§ TASK ITEM
Output the entries below exactly, from the first line to the line holding "positive clicks: (170, 21)", both included.

§ EXERCISE MATERIAL
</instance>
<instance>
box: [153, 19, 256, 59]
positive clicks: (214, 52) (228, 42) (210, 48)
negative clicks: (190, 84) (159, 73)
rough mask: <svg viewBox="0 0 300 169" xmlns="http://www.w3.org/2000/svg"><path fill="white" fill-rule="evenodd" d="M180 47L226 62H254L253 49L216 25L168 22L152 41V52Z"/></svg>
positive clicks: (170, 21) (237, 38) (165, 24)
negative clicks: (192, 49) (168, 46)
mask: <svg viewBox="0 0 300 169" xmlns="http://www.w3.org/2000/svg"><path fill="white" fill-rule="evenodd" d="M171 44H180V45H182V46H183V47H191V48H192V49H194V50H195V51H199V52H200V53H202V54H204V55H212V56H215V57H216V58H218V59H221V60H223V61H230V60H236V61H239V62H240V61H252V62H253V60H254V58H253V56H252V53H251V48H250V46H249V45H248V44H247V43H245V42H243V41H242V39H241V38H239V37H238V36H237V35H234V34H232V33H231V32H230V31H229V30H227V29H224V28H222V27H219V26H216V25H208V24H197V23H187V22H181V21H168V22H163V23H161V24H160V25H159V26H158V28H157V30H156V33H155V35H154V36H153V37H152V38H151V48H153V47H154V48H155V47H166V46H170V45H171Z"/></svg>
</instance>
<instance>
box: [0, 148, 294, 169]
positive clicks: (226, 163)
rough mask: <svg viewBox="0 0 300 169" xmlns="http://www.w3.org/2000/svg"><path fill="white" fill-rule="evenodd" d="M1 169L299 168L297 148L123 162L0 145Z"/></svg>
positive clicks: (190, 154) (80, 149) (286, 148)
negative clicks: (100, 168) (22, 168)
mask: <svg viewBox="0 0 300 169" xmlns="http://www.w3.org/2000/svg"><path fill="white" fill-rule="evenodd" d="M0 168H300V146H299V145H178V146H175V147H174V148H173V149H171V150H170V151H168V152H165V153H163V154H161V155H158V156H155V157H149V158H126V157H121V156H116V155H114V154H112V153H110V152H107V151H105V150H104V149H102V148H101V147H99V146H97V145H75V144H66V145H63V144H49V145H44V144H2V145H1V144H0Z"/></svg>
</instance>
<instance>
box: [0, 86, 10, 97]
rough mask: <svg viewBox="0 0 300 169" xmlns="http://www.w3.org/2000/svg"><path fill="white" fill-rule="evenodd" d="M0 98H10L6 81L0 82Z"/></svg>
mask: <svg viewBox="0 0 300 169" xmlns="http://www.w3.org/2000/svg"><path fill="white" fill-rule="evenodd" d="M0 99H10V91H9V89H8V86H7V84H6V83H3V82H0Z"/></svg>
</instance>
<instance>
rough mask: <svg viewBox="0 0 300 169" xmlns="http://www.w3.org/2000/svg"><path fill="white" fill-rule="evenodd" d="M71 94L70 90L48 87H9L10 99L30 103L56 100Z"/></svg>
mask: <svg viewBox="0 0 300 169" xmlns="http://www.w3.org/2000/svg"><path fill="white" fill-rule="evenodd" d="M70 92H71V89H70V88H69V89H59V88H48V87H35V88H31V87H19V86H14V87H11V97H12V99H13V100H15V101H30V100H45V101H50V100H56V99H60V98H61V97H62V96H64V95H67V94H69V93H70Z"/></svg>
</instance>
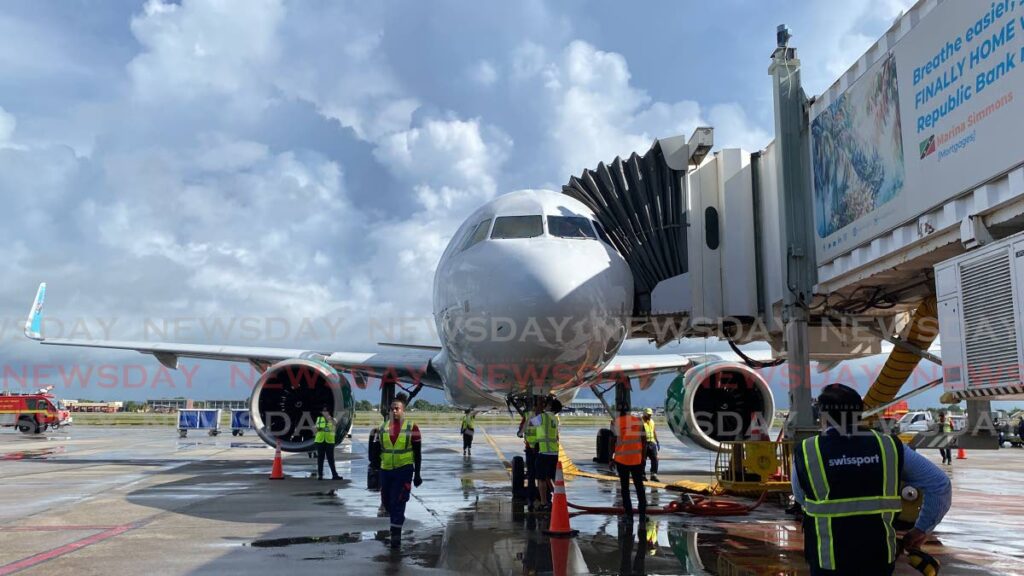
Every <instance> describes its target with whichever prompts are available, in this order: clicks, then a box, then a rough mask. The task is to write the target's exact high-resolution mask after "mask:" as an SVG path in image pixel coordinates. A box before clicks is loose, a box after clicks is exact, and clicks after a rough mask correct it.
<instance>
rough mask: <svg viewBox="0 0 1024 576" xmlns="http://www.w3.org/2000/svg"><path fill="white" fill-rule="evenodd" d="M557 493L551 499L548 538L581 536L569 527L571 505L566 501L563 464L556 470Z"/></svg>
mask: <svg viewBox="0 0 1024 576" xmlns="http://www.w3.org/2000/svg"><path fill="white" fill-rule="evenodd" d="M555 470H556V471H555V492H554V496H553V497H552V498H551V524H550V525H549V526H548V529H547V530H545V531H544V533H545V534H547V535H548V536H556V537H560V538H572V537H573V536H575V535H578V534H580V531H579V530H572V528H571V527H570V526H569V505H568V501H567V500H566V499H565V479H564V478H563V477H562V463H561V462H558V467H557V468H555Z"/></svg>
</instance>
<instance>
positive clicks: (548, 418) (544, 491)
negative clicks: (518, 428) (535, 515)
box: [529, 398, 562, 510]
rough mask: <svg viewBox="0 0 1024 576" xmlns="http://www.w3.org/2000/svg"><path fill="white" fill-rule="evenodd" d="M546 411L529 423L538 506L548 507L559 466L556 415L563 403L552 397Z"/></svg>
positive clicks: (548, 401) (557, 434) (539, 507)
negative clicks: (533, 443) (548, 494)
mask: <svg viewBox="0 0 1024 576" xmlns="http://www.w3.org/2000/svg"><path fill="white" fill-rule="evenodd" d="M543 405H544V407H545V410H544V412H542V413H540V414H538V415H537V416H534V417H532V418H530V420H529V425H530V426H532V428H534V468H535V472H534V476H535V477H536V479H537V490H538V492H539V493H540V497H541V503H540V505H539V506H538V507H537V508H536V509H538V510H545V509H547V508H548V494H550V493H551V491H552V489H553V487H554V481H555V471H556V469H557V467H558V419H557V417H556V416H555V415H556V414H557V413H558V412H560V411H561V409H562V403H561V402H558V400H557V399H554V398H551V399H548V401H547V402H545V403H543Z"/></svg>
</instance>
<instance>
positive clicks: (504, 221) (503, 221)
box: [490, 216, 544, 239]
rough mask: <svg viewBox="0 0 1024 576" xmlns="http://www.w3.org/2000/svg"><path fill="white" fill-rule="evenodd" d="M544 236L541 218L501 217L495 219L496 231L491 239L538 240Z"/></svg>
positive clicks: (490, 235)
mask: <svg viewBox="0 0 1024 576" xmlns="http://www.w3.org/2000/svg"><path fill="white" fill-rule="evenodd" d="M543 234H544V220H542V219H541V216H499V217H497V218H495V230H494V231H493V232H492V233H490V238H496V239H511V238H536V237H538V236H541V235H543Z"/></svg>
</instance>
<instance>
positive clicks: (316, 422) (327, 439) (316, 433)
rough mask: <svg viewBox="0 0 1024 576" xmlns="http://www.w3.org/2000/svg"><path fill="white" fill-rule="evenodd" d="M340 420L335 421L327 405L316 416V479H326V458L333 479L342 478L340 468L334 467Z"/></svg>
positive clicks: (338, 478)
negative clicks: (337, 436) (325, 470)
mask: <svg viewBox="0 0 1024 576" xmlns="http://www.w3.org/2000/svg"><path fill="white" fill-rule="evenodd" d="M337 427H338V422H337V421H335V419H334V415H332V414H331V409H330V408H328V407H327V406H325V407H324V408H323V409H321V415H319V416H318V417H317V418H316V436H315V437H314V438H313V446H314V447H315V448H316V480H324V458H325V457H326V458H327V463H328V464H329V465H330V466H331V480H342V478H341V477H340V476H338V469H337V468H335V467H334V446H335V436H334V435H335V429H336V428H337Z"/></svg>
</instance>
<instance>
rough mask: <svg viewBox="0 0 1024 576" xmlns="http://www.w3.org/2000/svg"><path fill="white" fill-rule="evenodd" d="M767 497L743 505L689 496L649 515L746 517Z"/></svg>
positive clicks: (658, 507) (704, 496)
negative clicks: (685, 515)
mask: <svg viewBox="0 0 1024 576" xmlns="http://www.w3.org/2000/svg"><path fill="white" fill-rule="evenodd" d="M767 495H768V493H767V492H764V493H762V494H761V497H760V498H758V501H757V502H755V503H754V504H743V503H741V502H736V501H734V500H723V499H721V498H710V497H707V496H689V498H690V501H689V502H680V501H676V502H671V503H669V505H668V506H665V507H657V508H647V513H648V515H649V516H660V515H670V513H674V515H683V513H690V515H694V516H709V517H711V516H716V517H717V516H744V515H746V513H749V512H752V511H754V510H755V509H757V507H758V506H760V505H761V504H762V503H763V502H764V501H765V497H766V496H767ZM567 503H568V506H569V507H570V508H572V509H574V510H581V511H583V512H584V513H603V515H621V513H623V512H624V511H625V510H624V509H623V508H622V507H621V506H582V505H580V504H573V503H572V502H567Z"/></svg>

§ TASK SOLUTION
</instance>
<instance>
box: [153, 19, 256, 59]
positive clicks: (214, 52) (228, 42) (210, 48)
negative clicks: (190, 84) (159, 73)
rough mask: <svg viewBox="0 0 300 169" xmlns="http://www.w3.org/2000/svg"><path fill="white" fill-rule="evenodd" d="M180 47L226 62H254L253 49L216 25L168 22L152 41V52Z"/></svg>
positive clicks: (170, 21) (237, 38) (165, 24)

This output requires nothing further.